[Records excerpted from a collection]
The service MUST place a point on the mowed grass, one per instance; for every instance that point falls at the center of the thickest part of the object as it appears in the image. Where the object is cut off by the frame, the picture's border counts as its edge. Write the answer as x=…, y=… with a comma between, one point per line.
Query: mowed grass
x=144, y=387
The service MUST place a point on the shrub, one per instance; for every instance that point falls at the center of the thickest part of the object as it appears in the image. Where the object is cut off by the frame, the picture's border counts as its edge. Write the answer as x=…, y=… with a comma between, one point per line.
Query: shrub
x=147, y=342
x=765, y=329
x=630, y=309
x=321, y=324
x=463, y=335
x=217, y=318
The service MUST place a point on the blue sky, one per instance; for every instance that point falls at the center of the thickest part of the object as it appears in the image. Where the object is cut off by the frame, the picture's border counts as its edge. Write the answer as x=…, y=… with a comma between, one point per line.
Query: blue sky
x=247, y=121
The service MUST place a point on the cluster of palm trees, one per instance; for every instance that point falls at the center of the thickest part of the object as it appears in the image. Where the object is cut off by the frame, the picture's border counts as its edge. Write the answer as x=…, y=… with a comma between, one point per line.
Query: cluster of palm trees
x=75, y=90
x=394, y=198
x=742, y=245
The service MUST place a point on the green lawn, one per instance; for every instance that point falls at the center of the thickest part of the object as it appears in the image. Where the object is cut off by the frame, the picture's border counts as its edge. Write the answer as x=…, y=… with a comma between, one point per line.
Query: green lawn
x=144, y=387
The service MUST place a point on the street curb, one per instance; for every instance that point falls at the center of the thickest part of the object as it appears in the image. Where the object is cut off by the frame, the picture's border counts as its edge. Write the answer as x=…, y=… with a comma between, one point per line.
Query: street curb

TASK DIRECTIONS ->
Lines that contain "street" should be pulled from the entries above and reported.

SOLUTION FOR THIS EXERCISE ->
The service MUST place a point on the street curb, one per instance; for every instance that point falls at the center of the thickest part of the object as it appears in the image. Where the object is cut off by the frame, the picture's border counts as its edge. Write the answer as x=…, y=… with a comma between, one point per line.
Query: street curb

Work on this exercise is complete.